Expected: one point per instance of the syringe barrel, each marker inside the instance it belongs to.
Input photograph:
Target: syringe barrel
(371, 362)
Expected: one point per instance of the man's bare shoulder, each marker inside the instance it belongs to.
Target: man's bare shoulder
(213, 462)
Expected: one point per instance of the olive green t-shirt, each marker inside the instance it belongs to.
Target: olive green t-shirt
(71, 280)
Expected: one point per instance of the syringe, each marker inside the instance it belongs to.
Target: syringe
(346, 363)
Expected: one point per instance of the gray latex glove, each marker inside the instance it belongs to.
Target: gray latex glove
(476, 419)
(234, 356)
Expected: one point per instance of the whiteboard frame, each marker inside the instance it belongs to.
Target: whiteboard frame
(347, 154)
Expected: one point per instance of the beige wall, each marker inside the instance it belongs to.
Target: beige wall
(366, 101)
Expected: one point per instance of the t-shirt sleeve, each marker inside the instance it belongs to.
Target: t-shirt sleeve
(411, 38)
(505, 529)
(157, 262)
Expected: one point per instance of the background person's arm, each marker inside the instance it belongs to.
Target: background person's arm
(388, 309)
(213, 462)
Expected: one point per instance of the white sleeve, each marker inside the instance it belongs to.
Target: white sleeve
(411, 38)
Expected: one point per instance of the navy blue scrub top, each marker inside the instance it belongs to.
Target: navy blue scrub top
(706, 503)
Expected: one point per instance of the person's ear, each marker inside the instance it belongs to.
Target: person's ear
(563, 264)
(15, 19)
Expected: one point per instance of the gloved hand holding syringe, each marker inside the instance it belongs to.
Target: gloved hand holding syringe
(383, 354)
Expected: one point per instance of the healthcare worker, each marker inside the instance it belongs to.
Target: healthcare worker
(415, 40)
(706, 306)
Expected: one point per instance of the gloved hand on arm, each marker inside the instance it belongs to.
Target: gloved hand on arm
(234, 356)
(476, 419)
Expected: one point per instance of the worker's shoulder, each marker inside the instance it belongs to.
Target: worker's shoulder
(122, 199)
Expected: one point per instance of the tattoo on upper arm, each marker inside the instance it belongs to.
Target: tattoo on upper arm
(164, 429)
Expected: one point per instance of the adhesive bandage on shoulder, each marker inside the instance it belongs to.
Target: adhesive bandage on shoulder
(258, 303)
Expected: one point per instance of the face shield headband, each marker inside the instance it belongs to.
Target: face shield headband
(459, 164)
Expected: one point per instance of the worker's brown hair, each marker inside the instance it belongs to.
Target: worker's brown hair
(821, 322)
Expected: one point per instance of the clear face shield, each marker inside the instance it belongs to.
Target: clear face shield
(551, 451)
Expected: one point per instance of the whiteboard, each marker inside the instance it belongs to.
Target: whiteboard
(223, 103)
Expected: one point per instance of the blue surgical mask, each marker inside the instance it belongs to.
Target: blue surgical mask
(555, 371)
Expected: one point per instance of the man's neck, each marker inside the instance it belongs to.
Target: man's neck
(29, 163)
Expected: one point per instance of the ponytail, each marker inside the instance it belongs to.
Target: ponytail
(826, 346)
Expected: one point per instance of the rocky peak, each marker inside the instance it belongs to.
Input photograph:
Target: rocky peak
━━━━━━━━━━━━━━━━
**WHAT TO PRODUCE:** Copy all lines in the listing above where the string "peak" appears.

**RESULT FOR THIS TASK:**
Expected: one point per instance of the rocky peak, each marker inside the instance it belongs to.
Target: rocky peak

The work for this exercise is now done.